• _BRIEF_
Please reproduce every item below line for line, without changing anything.

• _RECORDS FOR THIS TASK_
—————

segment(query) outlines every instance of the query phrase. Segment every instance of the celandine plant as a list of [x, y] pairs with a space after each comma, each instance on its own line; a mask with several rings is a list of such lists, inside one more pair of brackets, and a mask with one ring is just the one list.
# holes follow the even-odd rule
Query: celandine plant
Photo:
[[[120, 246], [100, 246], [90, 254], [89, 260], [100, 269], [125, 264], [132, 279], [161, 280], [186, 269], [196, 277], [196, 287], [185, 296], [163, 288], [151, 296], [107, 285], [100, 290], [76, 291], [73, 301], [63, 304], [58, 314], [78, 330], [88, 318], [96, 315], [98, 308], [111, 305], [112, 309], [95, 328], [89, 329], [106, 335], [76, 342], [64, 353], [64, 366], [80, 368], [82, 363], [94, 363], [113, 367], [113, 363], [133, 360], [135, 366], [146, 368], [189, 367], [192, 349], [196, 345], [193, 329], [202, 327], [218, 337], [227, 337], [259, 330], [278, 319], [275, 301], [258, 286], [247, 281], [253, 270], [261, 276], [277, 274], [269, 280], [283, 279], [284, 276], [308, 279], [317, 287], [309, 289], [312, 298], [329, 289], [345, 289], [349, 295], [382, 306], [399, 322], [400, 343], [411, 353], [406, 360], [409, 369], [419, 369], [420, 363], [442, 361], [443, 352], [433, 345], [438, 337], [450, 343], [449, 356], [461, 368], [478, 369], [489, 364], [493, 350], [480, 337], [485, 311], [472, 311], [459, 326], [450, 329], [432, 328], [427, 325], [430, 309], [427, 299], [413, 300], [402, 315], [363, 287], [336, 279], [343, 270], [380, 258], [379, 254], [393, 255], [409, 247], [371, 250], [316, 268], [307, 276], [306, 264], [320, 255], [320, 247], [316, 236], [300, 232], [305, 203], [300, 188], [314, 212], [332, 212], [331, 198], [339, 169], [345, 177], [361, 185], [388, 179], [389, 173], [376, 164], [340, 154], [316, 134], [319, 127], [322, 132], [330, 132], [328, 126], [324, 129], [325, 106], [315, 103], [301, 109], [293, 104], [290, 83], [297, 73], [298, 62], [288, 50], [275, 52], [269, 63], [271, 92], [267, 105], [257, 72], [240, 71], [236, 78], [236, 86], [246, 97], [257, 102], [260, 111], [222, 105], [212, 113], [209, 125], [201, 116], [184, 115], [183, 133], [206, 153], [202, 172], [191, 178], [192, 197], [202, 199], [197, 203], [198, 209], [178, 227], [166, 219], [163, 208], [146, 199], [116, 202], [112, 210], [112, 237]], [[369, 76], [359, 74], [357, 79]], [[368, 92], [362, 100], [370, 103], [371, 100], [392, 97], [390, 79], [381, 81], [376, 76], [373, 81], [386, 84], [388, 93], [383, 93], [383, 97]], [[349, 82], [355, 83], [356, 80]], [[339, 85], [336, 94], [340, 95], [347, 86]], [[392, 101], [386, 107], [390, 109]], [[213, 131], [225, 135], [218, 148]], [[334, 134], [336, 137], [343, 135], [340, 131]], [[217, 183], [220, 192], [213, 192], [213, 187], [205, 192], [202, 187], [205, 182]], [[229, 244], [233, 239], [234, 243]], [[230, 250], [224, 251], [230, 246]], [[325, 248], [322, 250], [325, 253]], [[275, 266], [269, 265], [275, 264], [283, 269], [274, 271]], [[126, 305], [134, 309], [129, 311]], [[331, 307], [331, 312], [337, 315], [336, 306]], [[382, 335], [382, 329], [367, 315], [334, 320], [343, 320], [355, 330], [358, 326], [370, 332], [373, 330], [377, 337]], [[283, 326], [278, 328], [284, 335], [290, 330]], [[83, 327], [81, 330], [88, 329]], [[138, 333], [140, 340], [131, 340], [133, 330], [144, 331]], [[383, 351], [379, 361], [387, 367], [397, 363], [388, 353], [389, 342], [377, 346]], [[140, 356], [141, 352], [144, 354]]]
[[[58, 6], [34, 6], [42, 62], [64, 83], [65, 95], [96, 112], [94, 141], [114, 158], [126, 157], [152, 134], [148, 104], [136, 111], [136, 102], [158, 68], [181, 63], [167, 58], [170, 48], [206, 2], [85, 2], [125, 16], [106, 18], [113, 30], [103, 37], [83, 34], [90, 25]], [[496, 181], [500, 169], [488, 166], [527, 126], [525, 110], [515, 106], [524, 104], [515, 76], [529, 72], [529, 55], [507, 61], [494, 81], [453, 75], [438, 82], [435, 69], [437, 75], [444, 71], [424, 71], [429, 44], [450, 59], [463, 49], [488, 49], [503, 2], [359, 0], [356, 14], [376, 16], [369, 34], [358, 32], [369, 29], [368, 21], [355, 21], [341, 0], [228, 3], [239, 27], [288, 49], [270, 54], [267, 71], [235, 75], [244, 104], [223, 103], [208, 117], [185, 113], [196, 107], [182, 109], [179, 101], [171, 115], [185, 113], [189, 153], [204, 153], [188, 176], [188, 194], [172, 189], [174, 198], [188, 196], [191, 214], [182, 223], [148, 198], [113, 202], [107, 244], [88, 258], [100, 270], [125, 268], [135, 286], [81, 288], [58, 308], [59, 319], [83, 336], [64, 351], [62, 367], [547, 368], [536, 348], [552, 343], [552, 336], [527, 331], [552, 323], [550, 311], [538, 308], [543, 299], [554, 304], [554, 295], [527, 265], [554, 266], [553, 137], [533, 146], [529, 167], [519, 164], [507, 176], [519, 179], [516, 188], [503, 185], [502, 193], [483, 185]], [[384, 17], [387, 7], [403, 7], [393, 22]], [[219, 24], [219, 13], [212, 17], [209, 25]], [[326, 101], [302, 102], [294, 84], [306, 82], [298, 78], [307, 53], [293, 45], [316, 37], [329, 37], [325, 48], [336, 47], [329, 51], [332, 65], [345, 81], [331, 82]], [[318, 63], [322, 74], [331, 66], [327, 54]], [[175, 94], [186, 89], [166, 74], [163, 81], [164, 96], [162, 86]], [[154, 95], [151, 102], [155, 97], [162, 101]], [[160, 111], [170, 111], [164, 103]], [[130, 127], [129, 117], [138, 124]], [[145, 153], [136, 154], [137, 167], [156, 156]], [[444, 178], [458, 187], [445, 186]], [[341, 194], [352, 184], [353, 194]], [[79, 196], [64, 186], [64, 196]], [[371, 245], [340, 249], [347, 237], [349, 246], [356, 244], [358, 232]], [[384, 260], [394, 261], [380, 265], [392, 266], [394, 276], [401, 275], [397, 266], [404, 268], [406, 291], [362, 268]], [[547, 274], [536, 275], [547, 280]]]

—————

• _ANSWER TO THIS EXERCISE_
segment(query) outlines every instance of the query phrase. Segment every instance of the celandine plant as a list of [x, y] pairs with a space after each comma, each instance on its own line; a mask with several rings is a list of such lists, inside one more pair of brackets, and a mask with one ring is just the one list.
# holes follow the even-odd rule
Query: celandine plant
Photo:
[[[120, 246], [100, 246], [90, 254], [89, 260], [100, 269], [125, 264], [132, 279], [161, 280], [186, 269], [196, 277], [196, 287], [185, 296], [163, 288], [151, 296], [107, 285], [100, 290], [76, 291], [73, 301], [63, 304], [58, 314], [78, 330], [88, 318], [96, 315], [98, 308], [111, 305], [112, 309], [95, 328], [89, 329], [106, 335], [76, 342], [64, 353], [64, 366], [80, 368], [82, 363], [94, 363], [113, 367], [113, 363], [133, 360], [135, 366], [146, 368], [189, 367], [192, 349], [196, 345], [193, 329], [202, 327], [218, 337], [227, 337], [259, 330], [278, 319], [275, 301], [258, 286], [247, 281], [253, 270], [261, 276], [277, 274], [269, 280], [283, 279], [284, 276], [308, 279], [317, 287], [309, 289], [312, 298], [329, 289], [345, 289], [349, 295], [382, 306], [399, 322], [400, 343], [411, 353], [406, 360], [409, 369], [419, 369], [420, 363], [442, 361], [443, 352], [433, 345], [438, 337], [450, 343], [449, 356], [461, 368], [478, 369], [489, 364], [493, 350], [480, 337], [485, 311], [472, 311], [459, 326], [450, 329], [432, 328], [427, 325], [430, 309], [427, 299], [413, 300], [402, 315], [363, 287], [336, 279], [343, 270], [380, 258], [379, 254], [393, 255], [409, 247], [371, 250], [316, 268], [307, 276], [306, 264], [320, 255], [320, 247], [316, 236], [300, 232], [305, 203], [300, 188], [314, 212], [332, 212], [331, 198], [339, 169], [345, 177], [361, 185], [388, 179], [389, 173], [376, 164], [340, 154], [316, 134], [319, 127], [322, 132], [330, 132], [328, 126], [324, 129], [325, 106], [315, 103], [301, 109], [293, 104], [290, 83], [297, 73], [298, 62], [288, 50], [275, 52], [269, 63], [271, 92], [267, 105], [257, 72], [240, 71], [236, 78], [236, 86], [246, 97], [257, 102], [260, 111], [222, 105], [212, 113], [209, 125], [201, 116], [184, 115], [183, 133], [206, 153], [202, 172], [191, 178], [192, 197], [202, 199], [197, 203], [198, 209], [178, 227], [166, 219], [163, 208], [146, 199], [116, 202], [112, 210], [112, 237]], [[369, 76], [359, 74], [357, 79]], [[368, 92], [362, 100], [370, 103], [371, 100], [392, 97], [390, 79], [381, 81], [376, 76], [373, 81], [386, 84], [388, 93], [383, 93], [383, 97]], [[349, 82], [355, 83], [356, 80]], [[339, 85], [336, 94], [340, 95], [347, 86]], [[392, 101], [386, 107], [390, 109]], [[213, 131], [225, 135], [218, 148]], [[334, 134], [336, 137], [343, 135], [340, 131]], [[217, 183], [220, 192], [213, 192], [213, 187], [205, 192], [202, 187], [205, 182]], [[229, 244], [233, 239], [234, 243]], [[230, 250], [224, 251], [230, 246]], [[325, 248], [322, 250], [325, 253]], [[275, 266], [269, 265], [275, 264], [283, 269], [274, 271]], [[126, 305], [134, 309], [129, 311]], [[331, 307], [331, 312], [337, 315], [336, 306]], [[382, 335], [382, 329], [367, 315], [334, 320], [343, 320], [355, 330], [358, 326], [370, 332], [373, 330], [377, 337]], [[283, 326], [278, 328], [284, 335], [290, 330]], [[83, 327], [81, 330], [88, 329]], [[138, 333], [140, 340], [131, 340], [133, 330], [144, 331]], [[383, 351], [379, 361], [387, 367], [397, 363], [388, 353], [389, 342], [377, 346]], [[140, 356], [141, 352], [144, 354]]]
[[[58, 6], [34, 6], [42, 62], [64, 83], [65, 95], [96, 112], [94, 141], [114, 158], [126, 157], [152, 134], [148, 104], [136, 111], [136, 102], [158, 68], [181, 63], [167, 58], [170, 48], [206, 2], [85, 2], [125, 16], [106, 18], [113, 30], [103, 37], [83, 34], [90, 25]], [[496, 181], [500, 169], [488, 166], [527, 126], [525, 110], [515, 106], [524, 104], [515, 76], [529, 72], [529, 55], [507, 61], [494, 81], [453, 75], [438, 82], [435, 69], [437, 75], [444, 71], [424, 71], [429, 44], [450, 59], [463, 49], [488, 49], [503, 2], [359, 0], [356, 14], [376, 16], [369, 34], [358, 32], [369, 29], [368, 21], [355, 21], [341, 0], [228, 3], [239, 27], [288, 49], [270, 54], [267, 71], [235, 75], [244, 104], [223, 103], [208, 117], [185, 113], [196, 107], [182, 109], [179, 101], [171, 115], [185, 113], [189, 153], [204, 153], [188, 176], [188, 194], [172, 189], [174, 198], [188, 196], [191, 214], [182, 223], [148, 198], [113, 202], [107, 244], [88, 258], [100, 270], [125, 268], [135, 286], [81, 288], [58, 308], [59, 319], [83, 336], [64, 351], [62, 367], [547, 368], [536, 348], [552, 343], [552, 336], [527, 331], [552, 323], [550, 311], [538, 308], [543, 299], [554, 304], [554, 295], [527, 265], [554, 266], [553, 137], [533, 146], [529, 167], [519, 164], [507, 176], [519, 179], [516, 188], [503, 185], [502, 193], [483, 185]], [[384, 17], [387, 7], [403, 7], [393, 22]], [[219, 24], [219, 13], [212, 17], [209, 25]], [[326, 101], [302, 102], [294, 84], [306, 82], [298, 78], [307, 53], [293, 45], [316, 37], [329, 37], [325, 48], [336, 47], [329, 51], [332, 65], [345, 81], [331, 82]], [[318, 63], [322, 74], [331, 66], [327, 54]], [[175, 94], [186, 89], [166, 74], [163, 81], [164, 96], [162, 86]], [[154, 95], [151, 102], [155, 97], [162, 101]], [[160, 111], [170, 111], [164, 103]], [[130, 127], [129, 117], [138, 124]], [[145, 153], [136, 154], [137, 167], [156, 156]], [[444, 178], [458, 187], [445, 186]], [[341, 194], [352, 184], [353, 194]], [[79, 196], [64, 186], [64, 196]], [[371, 245], [340, 249], [347, 237], [349, 246], [356, 244], [358, 232]], [[384, 260], [394, 261], [380, 265], [392, 266], [394, 276], [401, 275], [397, 266], [404, 268], [406, 291], [362, 268]], [[547, 274], [536, 275], [547, 280]]]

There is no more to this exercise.